## [EXCERPT]
Posts Tagged ‘buy local’

h1

Plaid Friday: Shop local this holiday season!

November 23, 2009

Yep, it’s that time of year again—and as usual I haven’t even started thinking about holiday shopping yet. Luckily, though, this Friday is Plaid Friday in the East Bay—which means it’s time for indie holiday shopping! “Plaid Friday” is a concept created by two independent East Bay businesses to help encourage Bay Area shoppers to go local on the Friday after Thanksgiving, traditionally the biggest shopping day of the year.

What you need to do to participate:

  1. Wear plaid on Friday, November 27, 2009 in support of local independent businesses.
  2. Look for plaid placards in shop windows or visit the Plaid Friday website to find independent East Bay businesses near you that are offering special discounts or hours.
  3. Buy stuff from local independent businesses on Plaid Friday and in the weeks to come!

There are dozens of independent businesses participating in the day of festivities, so here’s a quick sampling of just a few near my ‘hood. Check the website for their special Plaid Friday discounts and hours.

## [DATASET CONTENT]
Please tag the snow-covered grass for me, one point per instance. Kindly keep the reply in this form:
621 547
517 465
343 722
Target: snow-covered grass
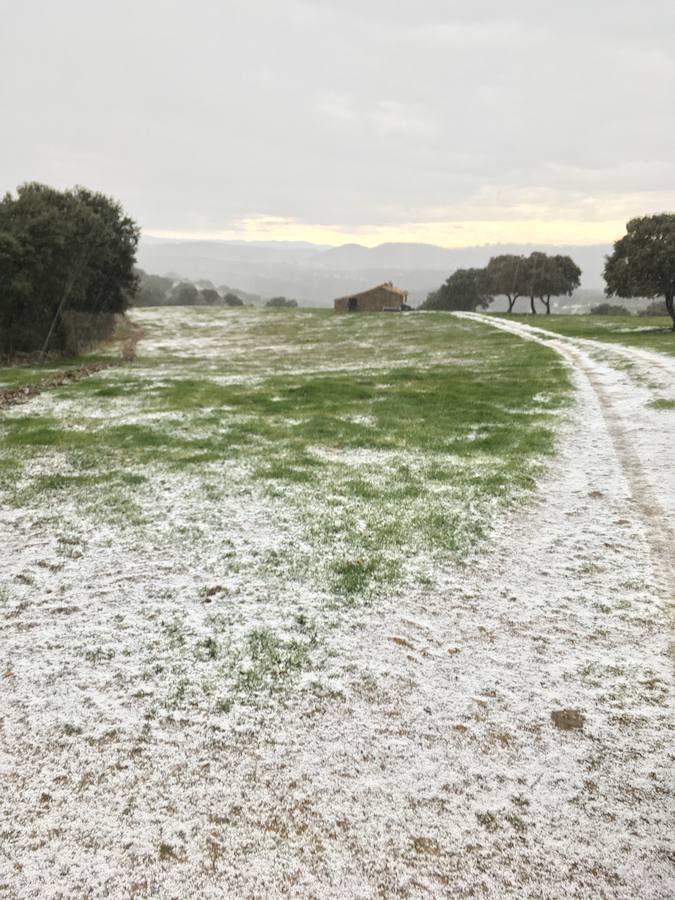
276 620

## [TASK PROMPT]
Swap "independent" for "indie" throughout the Plaid Friday post, starting with "November 23, 2009" and going on through "weeks to come!", and give that stretch again. The rows are separate material from the Plaid Friday post.

## [RESULT OF THE EXERCISE]
November 23, 2009

Yep, it’s that time of year again—and as usual I haven’t even started thinking about holiday shopping yet. Luckily, though, this Friday is Plaid Friday in the East Bay—which means it’s time for indie holiday shopping! “Plaid Friday” is a concept created by two indie East Bay businesses to help encourage Bay Area shoppers to go local on the Friday after Thanksgiving, traditionally the biggest shopping day of the year.

What you need to do to participate:

  1. Wear plaid on Friday, November 27, 2009 in support of local indie businesses.
  2. Look for plaid placards in shop windows or visit the Plaid Friday website to find indie East Bay businesses near you that are offering special discounts or hours.
  3. Buy stuff from local indie businesses on Plaid Friday and in the weeks to come!